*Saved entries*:
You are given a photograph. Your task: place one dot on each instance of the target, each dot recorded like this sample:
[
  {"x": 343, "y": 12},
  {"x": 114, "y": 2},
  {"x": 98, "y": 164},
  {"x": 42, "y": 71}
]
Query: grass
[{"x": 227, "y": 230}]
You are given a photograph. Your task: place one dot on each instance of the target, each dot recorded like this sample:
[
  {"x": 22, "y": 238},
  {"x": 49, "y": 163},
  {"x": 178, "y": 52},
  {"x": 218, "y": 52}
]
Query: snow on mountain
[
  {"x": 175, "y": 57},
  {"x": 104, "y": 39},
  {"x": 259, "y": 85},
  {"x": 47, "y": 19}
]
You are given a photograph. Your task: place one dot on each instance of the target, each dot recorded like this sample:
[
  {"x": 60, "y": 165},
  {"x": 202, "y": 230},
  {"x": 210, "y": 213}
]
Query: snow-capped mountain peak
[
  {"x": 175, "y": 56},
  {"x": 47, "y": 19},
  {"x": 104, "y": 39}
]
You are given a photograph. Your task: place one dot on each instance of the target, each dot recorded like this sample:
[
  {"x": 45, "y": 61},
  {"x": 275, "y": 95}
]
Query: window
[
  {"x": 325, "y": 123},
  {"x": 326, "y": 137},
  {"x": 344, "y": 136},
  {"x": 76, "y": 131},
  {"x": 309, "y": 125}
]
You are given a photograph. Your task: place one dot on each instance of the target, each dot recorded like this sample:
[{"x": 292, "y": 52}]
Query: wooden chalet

*Exercise details*:
The required answer is the complete data, repeated exactly.

*Task output*:
You are given a photograph. Your task: place one dot on each instance of the target, each dot recorded like this sample:
[
  {"x": 343, "y": 12},
  {"x": 114, "y": 2},
  {"x": 98, "y": 164},
  {"x": 42, "y": 71}
]
Query: grass
[{"x": 227, "y": 230}]
You are given a photograph. Your task: place one dot on each instance of the target, each dot recorded like this sample:
[
  {"x": 22, "y": 238},
  {"x": 49, "y": 163},
  {"x": 178, "y": 52},
  {"x": 218, "y": 52}
]
Query: snow on mountain
[
  {"x": 175, "y": 57},
  {"x": 104, "y": 39},
  {"x": 259, "y": 85},
  {"x": 47, "y": 19}
]
You are given a photograph. Your task: place one dot on each instance of the target, each dot recorded like this sample:
[
  {"x": 60, "y": 165},
  {"x": 202, "y": 230},
  {"x": 210, "y": 213}
]
Query: snow-capped mountain peak
[
  {"x": 175, "y": 56},
  {"x": 47, "y": 19},
  {"x": 104, "y": 39}
]
You are given a photograph. Your task: place one dot on each instance of the target, each dot recorded like this sample:
[
  {"x": 45, "y": 61},
  {"x": 275, "y": 95}
]
Query: window
[
  {"x": 325, "y": 123},
  {"x": 326, "y": 137},
  {"x": 344, "y": 136},
  {"x": 76, "y": 131},
  {"x": 309, "y": 125}
]
You are given a photograph. Your task: place one dot on each instance of the target, each dot recorded like this sample:
[{"x": 292, "y": 52}]
Query: wooden chalet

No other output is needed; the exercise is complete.